We can test our encoder using the function embed_query():

embeddings = encoder.embed_query("How are you?")

print(embeddings)
>> [-0.03747698292136192, -0.02319679595530033, ..., -0.07512704282999039]

print(len(embeddings))
>> 384

To get a better intuition, we can experiment with a small retriever example using the cosine similarity metric.

Mathematical formula for the cosine similarity metric

import numpy as np

q = encoder.embed_query("What is an apple?")
z1 = encoder.embed_query(
    "An apple is a round, edible fruit produced by an apple tree (Malus spp., among them the domestic or orchard apple; Malus domestica)."
)  # from wikipedia
z2 = encoder.embed_query(
    "The cat (Felis catus), commonly referred to as the domestic cat or house cat, is the only domesticated species in the family Felidae."
)  # from wikipedia

print(np.dot(q, z1) / (np.linalg.norm(q) * np.linalg.norm(z1)))
>> 0.7321886823078861

print(np.dot(q, z2) / (np.linalg.norm(q) * np.linalg.norm(z2)))
>> 0.15372599165329065

The cosine similarity ranges from -1 to +1, where -1 means that the vectors are facing in opposite directions, 0 means that the vectors are perpendicular and +1 means that our vectors are facing in the same direction.

In this example, our encoded question q has a higher score with our encoded document z1 than with z2, so we would retrieve the first document.

Document Loader and Text Splitter

Implementation of the document loader and the text splitter. Image by author

Now let’s build our knowledge base from multiple PDF documents.

Since a single PDF file can have hundreds of pages, we need to break it down into smaller chunks that we can feed into a language model.

The idea is to store smaller chunks of our documents as vectors in a vector database, and then search for useful chunks using a similarity metric when we ask a new question.

!pip install pypdf tiktoken langchain sentence-transformers
from langchain_community.document_loaders import PyPDFLoader
from langchain.text_splitter import RecursiveCharacterTextSplitter

# load PDFs
loaders = [
    PyPDFLoader("/path/to/pdf/file1.pdf"),
    PyPDFLoader("/path/to/pdf/file2.pdf"),
]
pages = []
for loader in loaders:
    pages.extend(loader.load())

# split text to chunks
text_splitter = RecursiveCharacterTextSplitter.from_huggingface_tokenizer(
    tokenizer=AutoTokenizer.from_pretrained(
        "sentence-transformers/all-MiniLM-L12-v2"
     ),
     chunk_size=256,
     chunk_overlap=32,
     strip_whitespace=True,
)

docs = text_splitter.split_documents(pages)

(Data records)

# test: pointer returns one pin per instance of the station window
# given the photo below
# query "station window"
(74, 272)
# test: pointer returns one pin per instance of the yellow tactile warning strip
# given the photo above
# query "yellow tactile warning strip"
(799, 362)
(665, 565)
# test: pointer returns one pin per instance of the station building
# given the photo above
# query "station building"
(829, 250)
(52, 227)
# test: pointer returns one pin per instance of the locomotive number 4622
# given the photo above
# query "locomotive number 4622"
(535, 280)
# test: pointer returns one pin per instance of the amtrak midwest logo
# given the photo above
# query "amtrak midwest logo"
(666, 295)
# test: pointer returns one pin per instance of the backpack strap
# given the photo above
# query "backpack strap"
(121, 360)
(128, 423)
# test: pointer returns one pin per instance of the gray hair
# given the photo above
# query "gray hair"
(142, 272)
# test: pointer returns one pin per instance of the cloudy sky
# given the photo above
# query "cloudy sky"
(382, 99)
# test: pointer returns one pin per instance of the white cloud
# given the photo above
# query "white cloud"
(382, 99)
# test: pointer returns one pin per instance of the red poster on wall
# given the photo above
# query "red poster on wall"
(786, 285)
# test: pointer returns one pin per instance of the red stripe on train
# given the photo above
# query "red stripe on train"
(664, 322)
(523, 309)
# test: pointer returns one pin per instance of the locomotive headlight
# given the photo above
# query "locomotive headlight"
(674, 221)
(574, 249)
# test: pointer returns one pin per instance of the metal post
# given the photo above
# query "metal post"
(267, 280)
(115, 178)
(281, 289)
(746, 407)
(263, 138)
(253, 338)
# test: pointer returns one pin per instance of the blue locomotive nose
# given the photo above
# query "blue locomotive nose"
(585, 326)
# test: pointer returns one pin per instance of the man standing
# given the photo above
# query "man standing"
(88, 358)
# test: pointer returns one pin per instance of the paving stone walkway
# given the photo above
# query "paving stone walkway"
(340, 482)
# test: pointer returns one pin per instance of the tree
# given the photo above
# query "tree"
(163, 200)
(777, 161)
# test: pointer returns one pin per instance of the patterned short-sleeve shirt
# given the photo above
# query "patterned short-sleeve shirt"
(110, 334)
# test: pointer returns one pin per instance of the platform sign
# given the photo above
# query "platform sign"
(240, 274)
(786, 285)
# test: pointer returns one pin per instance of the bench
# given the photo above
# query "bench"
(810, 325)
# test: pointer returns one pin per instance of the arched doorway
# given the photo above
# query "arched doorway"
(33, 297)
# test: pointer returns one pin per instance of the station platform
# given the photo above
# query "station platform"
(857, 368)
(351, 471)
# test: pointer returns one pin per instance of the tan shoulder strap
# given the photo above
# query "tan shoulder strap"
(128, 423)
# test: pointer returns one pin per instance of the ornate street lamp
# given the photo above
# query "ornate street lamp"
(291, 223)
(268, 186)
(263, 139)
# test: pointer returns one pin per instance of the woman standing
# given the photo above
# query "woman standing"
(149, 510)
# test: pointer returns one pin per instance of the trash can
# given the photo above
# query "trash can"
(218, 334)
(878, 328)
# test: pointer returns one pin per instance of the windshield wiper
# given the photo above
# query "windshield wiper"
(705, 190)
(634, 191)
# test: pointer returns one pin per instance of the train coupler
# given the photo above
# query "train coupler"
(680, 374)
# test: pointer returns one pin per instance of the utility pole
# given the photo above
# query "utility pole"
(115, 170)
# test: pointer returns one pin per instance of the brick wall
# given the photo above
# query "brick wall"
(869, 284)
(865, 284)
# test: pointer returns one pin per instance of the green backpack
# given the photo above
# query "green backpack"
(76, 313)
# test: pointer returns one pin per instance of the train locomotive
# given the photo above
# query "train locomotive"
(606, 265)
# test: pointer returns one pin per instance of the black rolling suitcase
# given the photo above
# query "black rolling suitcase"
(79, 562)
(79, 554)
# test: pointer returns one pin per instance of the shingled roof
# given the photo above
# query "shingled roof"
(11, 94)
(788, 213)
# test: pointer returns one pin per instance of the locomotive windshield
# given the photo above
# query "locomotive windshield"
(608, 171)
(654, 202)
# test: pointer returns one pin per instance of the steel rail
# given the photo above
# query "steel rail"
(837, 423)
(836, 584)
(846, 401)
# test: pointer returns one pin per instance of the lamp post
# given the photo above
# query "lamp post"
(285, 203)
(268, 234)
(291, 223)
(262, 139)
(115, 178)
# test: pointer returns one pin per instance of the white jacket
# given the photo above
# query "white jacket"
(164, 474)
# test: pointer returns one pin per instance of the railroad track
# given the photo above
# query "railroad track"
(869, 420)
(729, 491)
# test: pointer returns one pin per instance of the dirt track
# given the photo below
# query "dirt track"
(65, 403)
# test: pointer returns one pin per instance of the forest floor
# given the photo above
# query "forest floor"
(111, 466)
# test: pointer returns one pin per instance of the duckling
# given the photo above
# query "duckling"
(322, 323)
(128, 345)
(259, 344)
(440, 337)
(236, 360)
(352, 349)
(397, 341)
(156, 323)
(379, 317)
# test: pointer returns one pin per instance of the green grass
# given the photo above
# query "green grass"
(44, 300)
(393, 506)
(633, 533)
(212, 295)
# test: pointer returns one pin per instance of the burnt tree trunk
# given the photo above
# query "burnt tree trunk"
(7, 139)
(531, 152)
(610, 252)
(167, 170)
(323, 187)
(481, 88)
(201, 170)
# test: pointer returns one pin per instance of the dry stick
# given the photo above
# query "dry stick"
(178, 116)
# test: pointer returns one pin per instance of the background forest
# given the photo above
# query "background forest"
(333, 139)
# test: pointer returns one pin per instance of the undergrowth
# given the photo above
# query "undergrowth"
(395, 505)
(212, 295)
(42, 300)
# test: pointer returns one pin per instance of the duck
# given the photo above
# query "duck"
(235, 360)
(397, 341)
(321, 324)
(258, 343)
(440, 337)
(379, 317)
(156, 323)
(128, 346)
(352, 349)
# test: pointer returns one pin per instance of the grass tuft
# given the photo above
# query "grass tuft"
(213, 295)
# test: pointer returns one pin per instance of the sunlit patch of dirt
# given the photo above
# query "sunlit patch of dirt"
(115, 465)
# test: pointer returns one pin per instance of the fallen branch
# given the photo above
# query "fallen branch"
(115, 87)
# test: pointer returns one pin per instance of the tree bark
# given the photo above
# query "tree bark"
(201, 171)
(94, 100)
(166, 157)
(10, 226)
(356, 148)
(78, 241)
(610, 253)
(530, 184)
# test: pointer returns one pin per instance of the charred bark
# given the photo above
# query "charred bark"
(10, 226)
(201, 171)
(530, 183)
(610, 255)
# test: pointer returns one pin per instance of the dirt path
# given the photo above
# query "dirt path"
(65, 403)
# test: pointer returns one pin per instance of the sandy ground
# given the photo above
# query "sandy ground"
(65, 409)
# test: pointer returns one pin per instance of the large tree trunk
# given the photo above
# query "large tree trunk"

## What to work on
#1 In the embeddings tutorial, could you rewrite the part that begins at the words "We can test" and stops after "print(len(embeddings))", changing "embeddings" to "query_vector"?
#2 Write the next part of the embeddings tutorial, picking up right after its last line of code.

## Responses in order
#1
We can test our encoder using the function embed_query():

query_vector = encoder.embed_query("How are you?")

print(query_vector)
>> [-0.03747698292136192, -0.02319679595530033, ..., -0.07512704282999039]

print(len(query_vector))

#2
LangChain recommends the RecursiveCharacterTextSplitter for generic text splitting because it tries to keep text paragraphs, sentences, and words together in one chunk.

By using the function from_huggingface_tokenizer() we define that the length of our chunk size is measured by the number of tokens from our encoder model.

If you choose to use a different encoder model, always check the maximum input token length for that model and set the splitter’s chunk size accordingly.

Let’s get some intuition about the chunk size and the chunk overlap:

text = "Lorem ipsum dolor sit amet, consectetur adipiscing elit."

chunk_size=1
chunk_overlap=0
print(text_splitter.split_text(text))
>> ['L', 'o', 'r', 'e', 'm', ' ', 'i', 'p', 's', 'u', 'm', ' ', 'd', 'o', 'l', 'o', 'r', ' ', 's', 'i', 't', ' ', 'a', 'm', 'e', 't', ',', ' ', 'c', 'o', 'n', 's', 'e', 'c', 't', 'e', 't', 'u', 'r', ' ', 'a', 'd', 'i', 'p', 'i', 's', 'c', 'i', 'n', 'g', ' ', 'e', 'l', 'i', 't', '.']

chunk_size=10
chunk_overlap=0
print(text_splitter.split_text(text))
>> ['Lorem ipsum', 'dolor sit', 'amet,', 'consectetur', 'adipiscing', 'elit.']

chunk_size=50
chunk_overlap=0
print(text_splitter.split_text(text))
>> ['Lorem ipsum dolor sit amet, consectetur adipiscing', 'elit.']

chunk_size=20
chunk_overlap=10
print(text_splitter.split_text(text))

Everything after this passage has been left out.